What is needed: Copy the rows from the line with "Trace the outline of every instance of the tall" to the line with "100), (250, 102)]", switching "tall tree" to "high tree" and leaving everything else unchanged.

Dataset extract:
⟨

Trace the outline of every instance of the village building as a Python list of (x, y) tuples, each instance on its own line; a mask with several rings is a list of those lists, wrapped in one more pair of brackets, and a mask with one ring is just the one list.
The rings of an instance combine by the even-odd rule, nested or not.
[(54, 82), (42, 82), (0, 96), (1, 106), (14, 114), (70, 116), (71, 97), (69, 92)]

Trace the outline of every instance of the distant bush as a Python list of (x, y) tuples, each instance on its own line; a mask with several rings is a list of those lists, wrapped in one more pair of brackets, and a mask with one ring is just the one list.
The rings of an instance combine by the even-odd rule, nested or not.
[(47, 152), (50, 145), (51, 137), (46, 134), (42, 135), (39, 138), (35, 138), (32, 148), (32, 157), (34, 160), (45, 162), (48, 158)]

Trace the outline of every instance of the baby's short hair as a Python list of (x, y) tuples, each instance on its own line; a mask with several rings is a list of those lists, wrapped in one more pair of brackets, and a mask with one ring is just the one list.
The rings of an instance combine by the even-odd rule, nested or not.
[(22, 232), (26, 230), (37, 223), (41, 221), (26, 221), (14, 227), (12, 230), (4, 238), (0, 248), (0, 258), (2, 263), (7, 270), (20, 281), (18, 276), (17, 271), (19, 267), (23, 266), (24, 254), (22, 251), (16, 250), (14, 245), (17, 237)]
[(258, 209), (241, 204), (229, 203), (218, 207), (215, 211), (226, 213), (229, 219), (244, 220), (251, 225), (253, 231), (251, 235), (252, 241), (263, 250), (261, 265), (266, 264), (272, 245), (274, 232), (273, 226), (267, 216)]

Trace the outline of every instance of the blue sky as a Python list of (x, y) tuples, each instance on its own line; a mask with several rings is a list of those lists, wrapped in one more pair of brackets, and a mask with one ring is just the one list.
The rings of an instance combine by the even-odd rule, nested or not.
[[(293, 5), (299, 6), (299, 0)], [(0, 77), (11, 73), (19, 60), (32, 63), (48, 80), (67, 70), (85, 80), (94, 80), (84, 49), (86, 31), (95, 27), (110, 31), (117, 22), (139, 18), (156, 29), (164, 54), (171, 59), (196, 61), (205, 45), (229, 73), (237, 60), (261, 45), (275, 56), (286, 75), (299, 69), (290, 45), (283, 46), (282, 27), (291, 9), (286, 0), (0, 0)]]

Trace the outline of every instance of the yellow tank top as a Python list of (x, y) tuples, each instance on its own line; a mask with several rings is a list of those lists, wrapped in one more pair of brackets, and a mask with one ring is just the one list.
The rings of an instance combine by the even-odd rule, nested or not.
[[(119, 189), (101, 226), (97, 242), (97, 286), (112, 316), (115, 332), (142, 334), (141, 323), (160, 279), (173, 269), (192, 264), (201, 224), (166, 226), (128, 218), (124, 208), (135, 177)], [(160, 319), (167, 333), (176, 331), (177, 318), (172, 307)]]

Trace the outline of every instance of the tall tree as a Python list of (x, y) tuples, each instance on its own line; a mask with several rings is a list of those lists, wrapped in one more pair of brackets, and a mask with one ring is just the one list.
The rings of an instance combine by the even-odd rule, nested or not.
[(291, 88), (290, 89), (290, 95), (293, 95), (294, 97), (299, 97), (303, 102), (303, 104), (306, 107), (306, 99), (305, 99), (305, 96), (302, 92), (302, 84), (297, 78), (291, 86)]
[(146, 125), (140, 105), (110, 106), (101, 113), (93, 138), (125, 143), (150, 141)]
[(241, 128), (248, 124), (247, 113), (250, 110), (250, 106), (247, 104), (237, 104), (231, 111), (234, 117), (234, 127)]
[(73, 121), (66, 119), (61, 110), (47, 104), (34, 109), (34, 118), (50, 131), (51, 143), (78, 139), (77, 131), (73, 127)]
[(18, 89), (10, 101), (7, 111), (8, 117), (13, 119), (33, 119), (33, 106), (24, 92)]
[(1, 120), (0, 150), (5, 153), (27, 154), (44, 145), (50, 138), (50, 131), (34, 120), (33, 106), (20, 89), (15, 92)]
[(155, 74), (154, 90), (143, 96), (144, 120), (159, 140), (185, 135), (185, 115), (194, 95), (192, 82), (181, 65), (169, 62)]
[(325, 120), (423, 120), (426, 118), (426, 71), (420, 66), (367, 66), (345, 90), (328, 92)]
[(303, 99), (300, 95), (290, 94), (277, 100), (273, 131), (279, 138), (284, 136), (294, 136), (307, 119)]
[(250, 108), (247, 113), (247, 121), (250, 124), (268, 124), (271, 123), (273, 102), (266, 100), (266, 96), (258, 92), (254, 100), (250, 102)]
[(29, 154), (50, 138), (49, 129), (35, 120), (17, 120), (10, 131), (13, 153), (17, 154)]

⟩

Exercise output:
Trace the outline of every instance of the high tree as a Python list of (x, y) tuples, each instance on its own line; a mask with several rings is a list of those lists, wrapped in one more pair of brackets, and a mask with one ring is just the one list.
The rings of an instance combine by the even-odd rule, nested or not.
[(291, 88), (290, 89), (290, 95), (293, 95), (294, 97), (299, 97), (303, 102), (303, 104), (306, 107), (306, 99), (305, 99), (305, 96), (302, 92), (302, 84), (297, 78), (291, 86)]
[(146, 125), (140, 105), (110, 106), (101, 113), (93, 138), (125, 143), (150, 141)]
[(241, 128), (248, 124), (247, 113), (250, 110), (250, 106), (247, 104), (237, 104), (231, 111), (234, 117), (234, 127)]
[(73, 121), (66, 119), (61, 110), (47, 104), (34, 109), (34, 118), (50, 131), (51, 143), (78, 139), (77, 131), (73, 127)]
[(18, 89), (10, 101), (7, 111), (8, 117), (13, 119), (33, 119), (33, 106), (24, 92)]
[(1, 120), (0, 150), (5, 153), (27, 154), (44, 145), (50, 138), (50, 131), (34, 120), (33, 106), (20, 89), (15, 92)]
[(155, 74), (154, 90), (143, 96), (144, 120), (159, 140), (185, 135), (185, 115), (194, 95), (192, 82), (181, 65), (169, 62)]
[(325, 120), (423, 120), (426, 118), (426, 71), (420, 66), (367, 66), (345, 90), (328, 92)]
[(303, 99), (300, 95), (290, 94), (277, 100), (273, 131), (279, 138), (284, 136), (294, 136), (307, 119)]
[(250, 108), (247, 113), (247, 121), (250, 124), (268, 124), (271, 123), (273, 102), (266, 100), (266, 96), (258, 92), (254, 100), (250, 102)]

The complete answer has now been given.